• Goal of the exercise: Output all the material that follows, exactly as given.

• Records for this task:
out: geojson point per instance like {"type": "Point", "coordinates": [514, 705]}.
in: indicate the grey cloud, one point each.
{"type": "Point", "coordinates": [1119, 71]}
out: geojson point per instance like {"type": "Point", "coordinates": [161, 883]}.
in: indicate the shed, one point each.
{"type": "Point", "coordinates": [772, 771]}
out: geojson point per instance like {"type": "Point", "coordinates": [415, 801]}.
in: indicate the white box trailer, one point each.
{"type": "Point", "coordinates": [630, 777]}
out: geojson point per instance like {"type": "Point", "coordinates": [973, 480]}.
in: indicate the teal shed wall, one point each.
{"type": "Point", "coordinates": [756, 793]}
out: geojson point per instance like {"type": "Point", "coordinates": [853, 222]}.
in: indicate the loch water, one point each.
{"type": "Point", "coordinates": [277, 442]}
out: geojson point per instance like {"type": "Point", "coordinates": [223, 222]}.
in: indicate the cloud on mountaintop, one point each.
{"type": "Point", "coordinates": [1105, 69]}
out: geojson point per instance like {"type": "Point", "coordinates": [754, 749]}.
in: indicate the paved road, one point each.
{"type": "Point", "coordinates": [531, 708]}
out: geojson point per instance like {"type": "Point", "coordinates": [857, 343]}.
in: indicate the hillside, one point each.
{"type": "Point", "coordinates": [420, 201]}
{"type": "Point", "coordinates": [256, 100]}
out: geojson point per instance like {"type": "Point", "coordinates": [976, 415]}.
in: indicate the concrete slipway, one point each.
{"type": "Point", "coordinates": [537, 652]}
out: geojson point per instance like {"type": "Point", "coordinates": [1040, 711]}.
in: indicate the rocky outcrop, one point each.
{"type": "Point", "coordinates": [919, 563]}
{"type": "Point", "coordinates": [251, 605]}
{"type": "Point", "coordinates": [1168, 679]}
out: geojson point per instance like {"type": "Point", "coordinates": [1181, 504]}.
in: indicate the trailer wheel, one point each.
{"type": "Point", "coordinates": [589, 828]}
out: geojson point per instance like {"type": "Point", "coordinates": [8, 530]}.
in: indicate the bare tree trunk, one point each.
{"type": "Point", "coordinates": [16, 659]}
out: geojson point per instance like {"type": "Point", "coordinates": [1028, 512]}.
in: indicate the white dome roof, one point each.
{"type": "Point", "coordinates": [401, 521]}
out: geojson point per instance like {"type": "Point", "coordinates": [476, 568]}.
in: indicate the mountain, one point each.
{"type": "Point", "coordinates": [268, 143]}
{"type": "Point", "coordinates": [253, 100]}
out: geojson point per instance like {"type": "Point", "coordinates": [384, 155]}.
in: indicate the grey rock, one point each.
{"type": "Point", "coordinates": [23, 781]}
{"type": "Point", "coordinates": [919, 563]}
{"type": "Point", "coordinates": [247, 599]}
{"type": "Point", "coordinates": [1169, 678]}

• The response:
out: geojson point per instance like {"type": "Point", "coordinates": [514, 705]}.
in: indicate the grey cloud, one point each.
{"type": "Point", "coordinates": [1119, 71]}
out: geojson point per instance like {"type": "Point", "coordinates": [161, 883]}.
in: indicate the shed, one point each.
{"type": "Point", "coordinates": [772, 771]}
out: geojson point per instance like {"type": "Point", "coordinates": [415, 801]}.
in: indicate the white box trailer, one point each.
{"type": "Point", "coordinates": [630, 777]}
out: geojson point per instance like {"type": "Point", "coordinates": [973, 480]}.
in: indicate the teal shed wall, one point each.
{"type": "Point", "coordinates": [756, 793]}
out: geojson point per instance like {"type": "Point", "coordinates": [853, 222]}.
in: indicate the loch water, one point each.
{"type": "Point", "coordinates": [277, 442]}
out: geojson point per instance like {"type": "Point", "coordinates": [223, 222]}.
in: indicate the cloud on mountaintop, one point each.
{"type": "Point", "coordinates": [1105, 69]}
out: geojson point per instance like {"type": "Point", "coordinates": [754, 749]}.
in: indicate the paved road, one point each.
{"type": "Point", "coordinates": [531, 708]}
out: geojson point per instance like {"type": "Point", "coordinates": [857, 343]}.
in: indicate the hillside, one point each.
{"type": "Point", "coordinates": [420, 201]}
{"type": "Point", "coordinates": [256, 100]}
out: geojson point per instance like {"type": "Point", "coordinates": [976, 415]}.
in: indicate the concrete slipway, one point each.
{"type": "Point", "coordinates": [537, 652]}
out: geojson point per instance like {"type": "Point", "coordinates": [1040, 711]}.
in: indicate the rocky outcrop, one point each.
{"type": "Point", "coordinates": [919, 563]}
{"type": "Point", "coordinates": [251, 605]}
{"type": "Point", "coordinates": [1168, 679]}
out: geojson point per instance like {"type": "Point", "coordinates": [1181, 504]}.
in: indicate the trailer wheel, one point each.
{"type": "Point", "coordinates": [589, 828]}
out: geojson point per instance like {"type": "Point", "coordinates": [8, 530]}.
in: indicate the bare tree trunk, one point each.
{"type": "Point", "coordinates": [16, 659]}
out: geojson point per instance like {"type": "Point", "coordinates": [1028, 512]}.
in: indicate the white dome roof, one point each.
{"type": "Point", "coordinates": [401, 521]}
out: geojson point per instance like {"type": "Point", "coordinates": [476, 568]}.
in: indicate the mountain, one point each.
{"type": "Point", "coordinates": [268, 143]}
{"type": "Point", "coordinates": [253, 100]}
out: geojson point per instance like {"type": "Point", "coordinates": [384, 155]}.
in: indicate the grey rock, one point each.
{"type": "Point", "coordinates": [23, 781]}
{"type": "Point", "coordinates": [919, 563]}
{"type": "Point", "coordinates": [247, 599]}
{"type": "Point", "coordinates": [1169, 678]}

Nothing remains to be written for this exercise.